Reproduce all of the rows below verbatim, from the first to the last, and omit the pictures from your output.
# # #
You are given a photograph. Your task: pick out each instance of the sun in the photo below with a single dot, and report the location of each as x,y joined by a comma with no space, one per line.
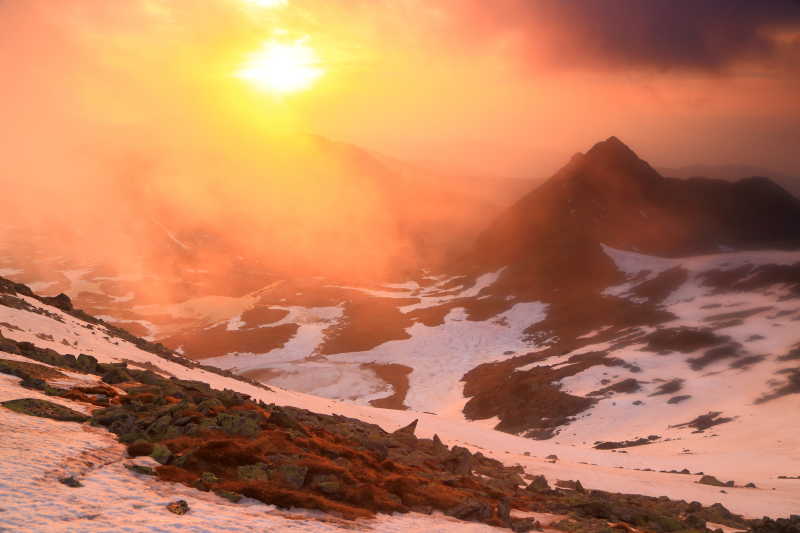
283,67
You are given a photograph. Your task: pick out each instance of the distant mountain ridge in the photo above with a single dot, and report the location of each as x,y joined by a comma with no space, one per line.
610,195
733,173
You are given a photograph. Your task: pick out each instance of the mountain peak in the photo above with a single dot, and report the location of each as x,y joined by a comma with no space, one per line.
612,161
612,147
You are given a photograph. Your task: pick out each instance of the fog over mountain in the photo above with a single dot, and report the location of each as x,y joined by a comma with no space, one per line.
400,266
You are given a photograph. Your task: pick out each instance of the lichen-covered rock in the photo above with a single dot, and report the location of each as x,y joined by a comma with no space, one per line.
471,510
538,484
116,375
44,409
86,363
70,481
141,469
234,497
292,475
179,507
255,472
161,454
711,480
327,483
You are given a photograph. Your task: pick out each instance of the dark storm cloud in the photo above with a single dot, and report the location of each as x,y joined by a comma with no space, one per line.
661,34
# # #
◆ COMPLETE OUTPUT ◆
You are given a photograph. Your task: pick out each instance of the sun in the photo below with a single dot, and report the location of each as x,y joined by a comma with no space, one per line.
283,67
You are given a photograph. Your task: pick out each instance of the distant mountain ridge in the photo above with a single dot, and report the location of each as x,y joined by a comma with no space, one per line.
610,195
733,173
You are given a photograph. Your task: pick out each instance of the mountain peak in the photo above with a single dot, and report the location of each as x,y joined by a comma with no space, one per line.
612,161
612,147
You are given a photograph. Your task: pick out each instance of the fog over mountain in the photo above with a single dot, and report the location of each as x,y joined by a comma with no space, one per line.
400,266
You are given a photograph. Your task: pick out each instance of the lichen-covered rock in the photo above with a single dot, and report the location of each as x,y joined by a comma with no space, one per line.
471,510
538,484
116,375
44,409
86,363
70,481
141,469
234,497
292,475
179,507
255,472
161,454
711,480
327,483
You are given a photograph. Your task: pick out each instance of the dark storm cloud in the photo above with a single dot, and report the location of each as x,y joined by a comma with no space, one per line.
661,34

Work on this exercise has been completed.